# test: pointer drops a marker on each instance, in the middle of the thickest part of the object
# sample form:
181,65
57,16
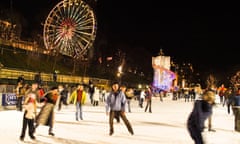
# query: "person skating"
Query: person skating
116,103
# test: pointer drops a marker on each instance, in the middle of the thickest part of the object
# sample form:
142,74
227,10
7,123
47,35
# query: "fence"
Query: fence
8,77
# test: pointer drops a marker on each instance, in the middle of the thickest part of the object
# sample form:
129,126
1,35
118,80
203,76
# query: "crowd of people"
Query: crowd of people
38,104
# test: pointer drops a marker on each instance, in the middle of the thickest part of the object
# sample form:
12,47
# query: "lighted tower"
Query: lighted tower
163,76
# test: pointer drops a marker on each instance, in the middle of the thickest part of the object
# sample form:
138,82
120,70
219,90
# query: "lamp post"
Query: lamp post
119,73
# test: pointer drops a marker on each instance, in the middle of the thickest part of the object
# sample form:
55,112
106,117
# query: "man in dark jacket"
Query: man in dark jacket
201,111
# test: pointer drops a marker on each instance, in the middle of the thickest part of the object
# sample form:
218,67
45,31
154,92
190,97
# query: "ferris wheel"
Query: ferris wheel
70,28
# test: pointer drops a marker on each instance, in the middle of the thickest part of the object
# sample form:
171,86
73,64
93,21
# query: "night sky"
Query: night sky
206,35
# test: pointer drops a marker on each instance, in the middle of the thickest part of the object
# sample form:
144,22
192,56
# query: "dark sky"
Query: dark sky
204,34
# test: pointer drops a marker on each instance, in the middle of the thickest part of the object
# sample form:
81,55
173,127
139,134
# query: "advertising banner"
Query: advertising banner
9,99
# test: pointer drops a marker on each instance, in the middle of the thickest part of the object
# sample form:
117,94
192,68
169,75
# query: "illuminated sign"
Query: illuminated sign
9,99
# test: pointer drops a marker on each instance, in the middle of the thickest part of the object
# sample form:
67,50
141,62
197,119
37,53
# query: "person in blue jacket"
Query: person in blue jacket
116,104
201,111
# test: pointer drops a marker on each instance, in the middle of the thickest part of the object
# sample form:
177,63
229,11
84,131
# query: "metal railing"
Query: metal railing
13,74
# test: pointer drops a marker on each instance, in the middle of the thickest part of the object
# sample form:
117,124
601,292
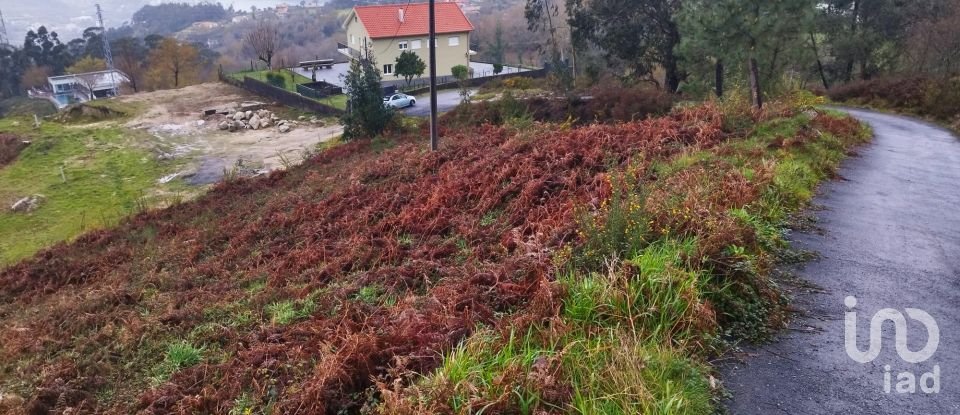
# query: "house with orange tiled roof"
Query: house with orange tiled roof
383,32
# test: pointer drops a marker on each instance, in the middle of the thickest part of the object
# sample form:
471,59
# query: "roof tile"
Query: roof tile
384,21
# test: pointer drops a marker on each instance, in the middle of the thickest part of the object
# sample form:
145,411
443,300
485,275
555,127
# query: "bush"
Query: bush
277,80
938,98
608,104
902,93
942,99
520,82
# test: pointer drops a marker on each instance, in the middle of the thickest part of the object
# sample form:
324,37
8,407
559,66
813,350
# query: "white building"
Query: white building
83,87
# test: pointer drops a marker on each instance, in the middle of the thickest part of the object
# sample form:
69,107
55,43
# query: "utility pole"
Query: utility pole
434,139
4,40
107,54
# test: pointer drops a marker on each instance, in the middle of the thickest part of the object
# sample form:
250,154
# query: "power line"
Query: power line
107,54
434,129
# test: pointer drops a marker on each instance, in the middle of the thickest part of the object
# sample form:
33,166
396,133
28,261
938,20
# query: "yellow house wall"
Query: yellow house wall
386,51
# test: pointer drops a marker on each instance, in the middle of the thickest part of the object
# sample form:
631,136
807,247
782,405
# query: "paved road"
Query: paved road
447,99
890,237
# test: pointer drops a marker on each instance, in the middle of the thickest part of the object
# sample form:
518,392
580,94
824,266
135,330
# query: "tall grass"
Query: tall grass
665,271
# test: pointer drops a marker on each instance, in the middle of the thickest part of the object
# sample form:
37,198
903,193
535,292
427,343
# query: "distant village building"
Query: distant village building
83,87
387,31
205,25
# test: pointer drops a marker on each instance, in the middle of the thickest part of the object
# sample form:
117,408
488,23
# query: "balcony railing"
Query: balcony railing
348,51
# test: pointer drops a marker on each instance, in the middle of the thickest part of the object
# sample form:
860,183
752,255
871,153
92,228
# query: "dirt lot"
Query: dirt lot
174,118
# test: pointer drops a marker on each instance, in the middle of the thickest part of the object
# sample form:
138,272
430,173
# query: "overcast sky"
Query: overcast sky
69,17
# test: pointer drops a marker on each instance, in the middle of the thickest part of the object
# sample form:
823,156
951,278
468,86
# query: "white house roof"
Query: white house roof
108,79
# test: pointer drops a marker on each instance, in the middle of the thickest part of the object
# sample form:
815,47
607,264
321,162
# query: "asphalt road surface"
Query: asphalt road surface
447,99
889,235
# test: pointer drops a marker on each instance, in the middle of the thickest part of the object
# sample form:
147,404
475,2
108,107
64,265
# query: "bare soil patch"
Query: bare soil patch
175,118
10,148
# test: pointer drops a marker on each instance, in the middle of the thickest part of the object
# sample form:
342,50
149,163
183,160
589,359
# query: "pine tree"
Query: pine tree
367,116
748,31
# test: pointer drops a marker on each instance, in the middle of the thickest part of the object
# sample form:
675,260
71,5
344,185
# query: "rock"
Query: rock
10,402
28,204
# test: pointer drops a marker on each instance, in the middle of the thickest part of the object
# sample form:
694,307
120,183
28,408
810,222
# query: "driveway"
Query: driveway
447,100
890,238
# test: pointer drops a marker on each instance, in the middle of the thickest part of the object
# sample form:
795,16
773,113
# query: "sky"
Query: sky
70,17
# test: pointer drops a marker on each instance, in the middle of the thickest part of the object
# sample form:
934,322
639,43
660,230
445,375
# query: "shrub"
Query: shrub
934,97
367,117
276,79
520,82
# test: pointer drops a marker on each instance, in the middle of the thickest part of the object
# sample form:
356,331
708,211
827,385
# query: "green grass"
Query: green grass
637,317
109,175
288,311
23,106
336,101
179,355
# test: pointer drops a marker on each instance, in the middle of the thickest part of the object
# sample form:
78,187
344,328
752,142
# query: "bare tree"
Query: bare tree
263,41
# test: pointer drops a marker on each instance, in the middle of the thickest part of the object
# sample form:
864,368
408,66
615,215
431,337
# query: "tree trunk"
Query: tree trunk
756,94
672,78
816,52
719,78
854,23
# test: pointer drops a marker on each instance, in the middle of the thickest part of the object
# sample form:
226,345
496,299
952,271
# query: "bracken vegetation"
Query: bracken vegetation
933,97
524,268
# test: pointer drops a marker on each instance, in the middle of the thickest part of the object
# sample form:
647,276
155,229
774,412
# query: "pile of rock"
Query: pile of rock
255,120
28,204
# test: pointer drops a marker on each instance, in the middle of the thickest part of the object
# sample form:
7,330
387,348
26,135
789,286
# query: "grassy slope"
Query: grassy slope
108,174
22,106
633,336
289,292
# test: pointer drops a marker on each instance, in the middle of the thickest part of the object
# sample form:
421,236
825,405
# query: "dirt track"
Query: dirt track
173,118
890,238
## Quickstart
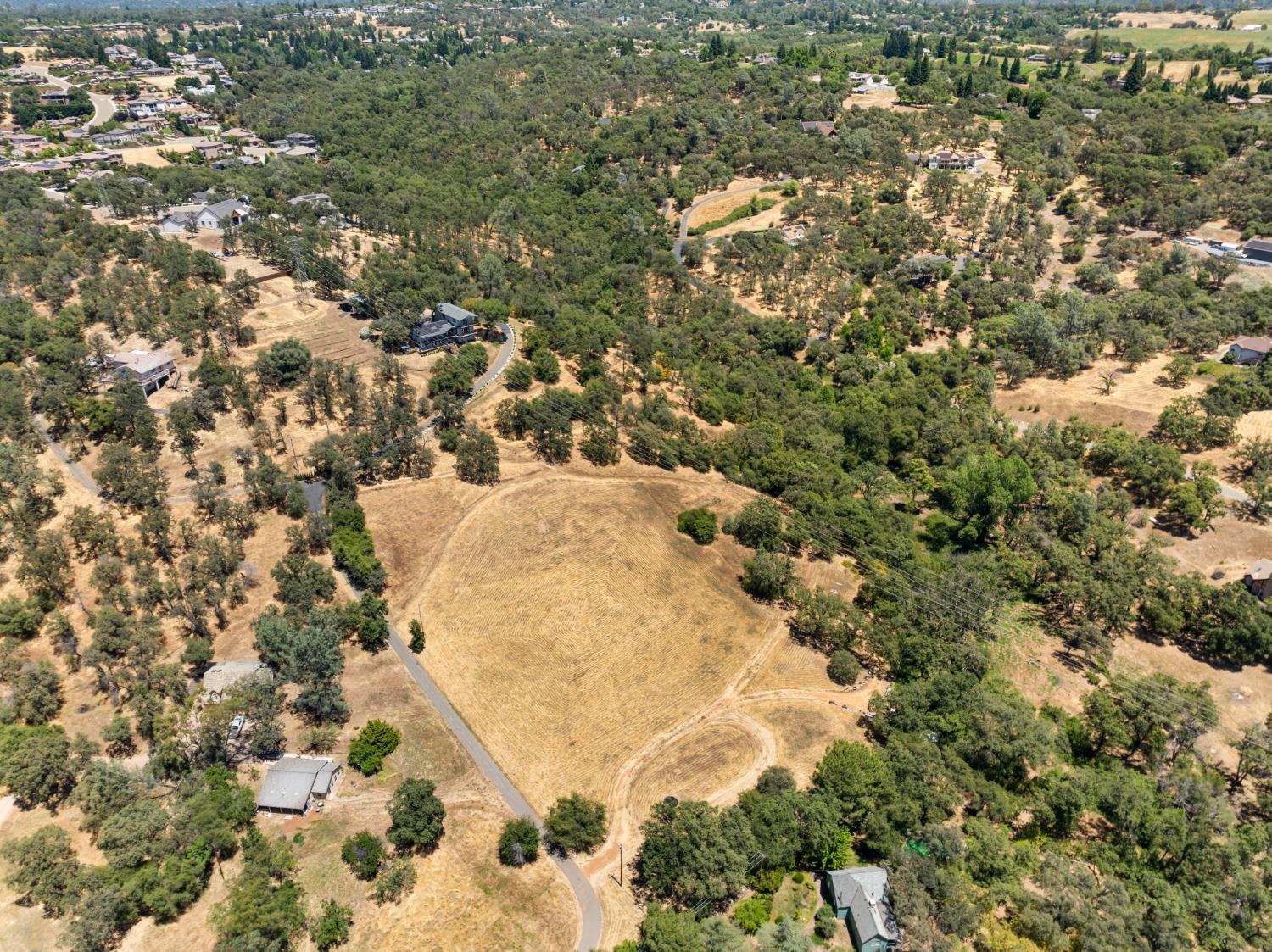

━━━━

Write out the listing word for word, omitting the pictures it holds.

## Solution below
# test: pointer drops a marker on each instance, in the middle of the thickest part of the object
# sample form:
181,65
57,16
# query: "person skating"
Query: person skating
116,103
# test: pointer drops a marker on each instance, in the middle of the thickest part of the object
# sample form:
142,74
227,10
7,123
47,35
# query: "fence"
Query: fence
8,77
# test: pointer drops a marker on each instance, in the middle of the thickest part of the object
# sample form:
129,126
1,35
118,80
203,76
# query: "crowd of people"
Query: crowd of people
38,104
# test: pointer drops a marker on each instance, in the middle of the thickest part of the object
# sample form:
12,47
# query: "lighted tower"
Query: lighted tower
163,76
# test: pointer drops a marker on each instance, in the middle of the thickest part of the object
# sample form:
138,82
120,70
219,90
# query: "lamp post"
Query: lamp post
119,73
# test: pointer drops a marker on each instance, in the middle of the thickest part of the object
# sample form:
55,112
106,117
# query: "man in dark jacket"
Query: man in dark jacket
201,111
# test: pointer drops a marker on each instance, in the middle of the thickest part of the object
# sample form:
218,67
45,31
154,92
190,97
# query: "ferris wheel"
Query: ferris wheel
70,28
# test: pointer drops a marker on each instance, in the middle of the thickest part of the object
# sample form:
171,86
73,64
93,21
# query: "night sky"
Query: night sky
206,35
# test: pointer drops a marker on each instance, in the middle of the thickest part of the object
# sample form:
144,22
192,56
# query: "dark sky"
Query: dark sky
204,34
# test: pointer drops a marker on each instance, in the middle of the thickest part of the object
# sample form:
81,55
173,127
139,134
# query: "advertising banner"
Query: advertising banner
9,99
# test: pointer drops a marker on each instance, in the middle of the thickest part of the object
# sample form:
117,94
192,68
169,75
# query: "illuminated sign"
Query: illuminated sign
9,99
# test: pointer drops a marker on each instance, in the middle of the thickest part of the object
# sample form:
67,50
141,62
197,119
37,53
# query: "person in blue jacket"
Query: person in blue jacket
116,104
201,111
# test: pointer drops a marker on each instance, in the middle of the thickest part of the object
# sample form:
177,63
229,11
84,131
# query: "metal railing"
Query: metal railing
13,74
# test: pointer drops a marker on each instance, in the middle of the thickest part of the object
# sample form:
117,124
601,292
# query: "house with orange tiled roof"
Query: house with orange tiled roof
383,32
# test: pointer drops a marker on each instance, in the middle of the thickest part of the object
# sample form:
471,59
# query: "roof tile"
Query: roof tile
384,21
# test: pointer drops a marker on each instance, in the middle of the thickest part of the object
# sample form:
145,411
443,300
485,275
555,127
# query: "bush"
Query: bush
277,80
938,98
608,104
902,93
942,99
520,82
# test: pointer drops a marker on each instance, in the middle of the thickest part of the object
# sample form:
324,37
8,407
559,66
813,350
# query: "white building"
Query: white building
83,87
# test: pointer drops a marker on each instance, in the middle of the thickest part of the object
# sample form:
69,107
55,43
# query: "utility pole"
Query: utility pole
434,139
4,40
107,54
# test: pointer drops a marker on each instance, in the middle of the thickest part of the object
# sample form:
250,154
# query: "power line"
Query: power line
107,54
434,129
# test: pointer drops a marker on each instance, in the middle of the thickest part of the object
# sample form:
33,166
396,133
28,261
938,20
# query: "yellow house wall"
Query: yellow house wall
386,51
# test: pointer drops a marker on each instance, in the middle of the thickest part of the object
# sample form:
631,136
807,247
782,405
# query: "paved road"
Query: paved road
447,99
890,237
# test: pointer drops a marker on each instance, in the middle of the thickest part of the object
# sample form:
518,392
580,94
824,266
135,330
# query: "tall grass"
Query: tall grass
665,271
# test: pointer drops a marker on each instance, in the middle of the thickest part of the object
# sample form:
37,198
903,193
535,292
427,343
# query: "distant village building"
Query: distant village building
83,87
387,31
205,25
# test: pointer drops a marker on each instance, in the middle of the thickest part of the object
# sample form:
117,408
488,23
# query: "balcony railing"
Query: balcony railing
348,51
# test: pointer drops a marker on each instance, in the middle of the thickest part of the object
# sample form:
860,183
752,255
871,153
92,228
# query: "dirt lot"
Query: dirt lot
174,118
# test: pointer drops a marker on each instance, in the middle of the thickest part of the object
# sample form:
138,272
430,173
# query: "overcast sky"
Query: overcast sky
69,17
# test: pointer drops a marker on each instance, in the middle of the thickest part of the object
# sample form:
823,156
951,278
468,86
# query: "white house roof"
Query: white house roof
108,79
# test: pointer drops a marker on each instance, in the middle of the thickest part of the object
# sample form:
815,47
607,264
321,162
# query: "asphalt road surface"
Query: asphalt road surface
447,99
889,235
# test: pointer drops a marker on each instance, in the middle of the thickest part of the object
# sample form:
147,404
475,2
108,107
64,265
# query: "bare soil patch"
Query: bare soil patch
175,118
10,148
# test: pointer drops a marker on each instance, in the middle of the thickest part of the object
# sample form:
342,50
149,163
183,160
589,359
# query: "pine tree"
Query: pine tree
367,116
748,31
# test: pointer drops a marker on each instance, in the middle of the thickest part of the object
# sample form:
675,260
71,5
344,185
# query: "rock"
Query: rock
10,402
28,204
# test: pointer drops a marker on each instance, in the middle of the thickest part of the object
# sample form:
694,307
120,183
28,408
810,222
# query: "driveway"
Query: driveway
447,100
890,238
# test: pointer drops a marker on each instance, in the middle of the thickest part of the object
# sample form:
795,16
773,113
# query: "sky"
Query: sky
70,17
# test: pointer drops a marker on each instance, in the middle of the thickest part of the object
# sample form:
934,322
639,43
660,230
445,375
# query: "shrub"
Query: shrub
934,97
367,117
276,79
520,82
# test: pointer drops a marker on each instance, in the middle of the thickest part of the object
# sample form:
356,331
708,211
827,385
# query: "green grass"
Query: green grass
637,317
109,175
288,311
23,106
336,101
179,355
# test: pointer drops a marker on each instance, in the middle of the thickest part of the object
# sample form:
78,187
344,328
752,142
# query: "bare tree"
Query: bare tree
263,41
# test: pointer drops a marker on each instance, in the middle of the thickest part of the object
# sample form:
864,368
408,66
615,215
431,337
# query: "tree trunk"
Query: tree trunk
756,94
672,78
816,52
719,78
854,23
# test: pointer drops a marker on each instance, in the middle of the thickest part of the object
# sample form:
226,345
496,299
952,271
# query: "bracken vegetation"
Query: bracken vegetation
933,97
524,268
# test: pointer drops a marker on each instance, in the middle of the thickest part of the object
# sample form:
647,276
155,229
774,412
# query: "pile of rock"
Query: pile of rock
255,120
28,204
# test: pointer drops a marker on each instance, in the middle of the thickest part of the object
# sample form:
7,330
387,348
26,135
789,286
# query: "grassy slope"
Query: grassy slope
108,174
22,106
633,336
289,292
# test: pointer drops a marker on each instance, in the middle of the thickest part of the object
# sample form:
421,236
825,405
# query: "dirt track"
Query: dirt track
173,118
890,238
## Quickstart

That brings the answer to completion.